[Task to carry out] In the records below, revise the lines beginning with the one that contains "Detect the speckled" and continuing through the one that contains "left=0, top=0, right=800, bottom=1200" by replacing "speckled" with "mottled" and keeping everything else unchanged. Reproduce only those lines.

[Records for the exercise]
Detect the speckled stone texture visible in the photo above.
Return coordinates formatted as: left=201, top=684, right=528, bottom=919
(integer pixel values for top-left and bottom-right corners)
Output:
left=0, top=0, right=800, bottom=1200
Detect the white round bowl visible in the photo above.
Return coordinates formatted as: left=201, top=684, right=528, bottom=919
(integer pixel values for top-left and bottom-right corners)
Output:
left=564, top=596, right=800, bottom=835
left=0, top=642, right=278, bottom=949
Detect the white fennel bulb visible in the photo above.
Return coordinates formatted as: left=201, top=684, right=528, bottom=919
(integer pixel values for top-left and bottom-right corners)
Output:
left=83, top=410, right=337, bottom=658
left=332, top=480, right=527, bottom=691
...
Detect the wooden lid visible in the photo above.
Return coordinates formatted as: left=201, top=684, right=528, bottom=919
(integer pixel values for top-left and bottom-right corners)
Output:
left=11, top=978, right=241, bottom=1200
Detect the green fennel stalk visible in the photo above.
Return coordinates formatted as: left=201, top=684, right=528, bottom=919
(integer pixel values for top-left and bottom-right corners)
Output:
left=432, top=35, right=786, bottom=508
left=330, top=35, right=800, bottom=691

[Finished task]
Detect the mottled stone texture visible in the photo above.
Return coordinates formatted as: left=201, top=684, right=528, bottom=919
(integer pixel values for top-left and bottom-right corners)
Output:
left=0, top=0, right=800, bottom=1200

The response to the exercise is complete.